The input -
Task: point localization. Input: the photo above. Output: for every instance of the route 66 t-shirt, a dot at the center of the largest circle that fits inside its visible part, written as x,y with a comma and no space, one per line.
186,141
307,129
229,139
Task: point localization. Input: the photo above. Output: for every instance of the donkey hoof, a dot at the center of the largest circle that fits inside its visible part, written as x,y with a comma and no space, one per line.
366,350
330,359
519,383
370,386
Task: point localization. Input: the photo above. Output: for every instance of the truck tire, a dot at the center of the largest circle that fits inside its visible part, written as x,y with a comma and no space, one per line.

Set exercise - Reproduce each of the entries above word for word, one after another.

Reply -
Task: point localization. Input: the photo above. Output: for every instance of the route 66 t-shirt, a dot at the center of the largest circle that fits inside its visible part, written as x,y with a comma and no space, one per line.
186,141
307,129
229,139
Task: point localization. Input: the photo above. Output: for every instance of the donkey hoof, a dot at the center of the largest circle that fits inside its visible part, written as x,y with a comma and no space, one per line.
366,350
330,359
519,383
370,386
Task: point localization. Input: the photo above. Output: for every instance of the truck tire, a dot at the center of the largest circle that fits inside its visible part, written as x,y with a comma and no space, one per line.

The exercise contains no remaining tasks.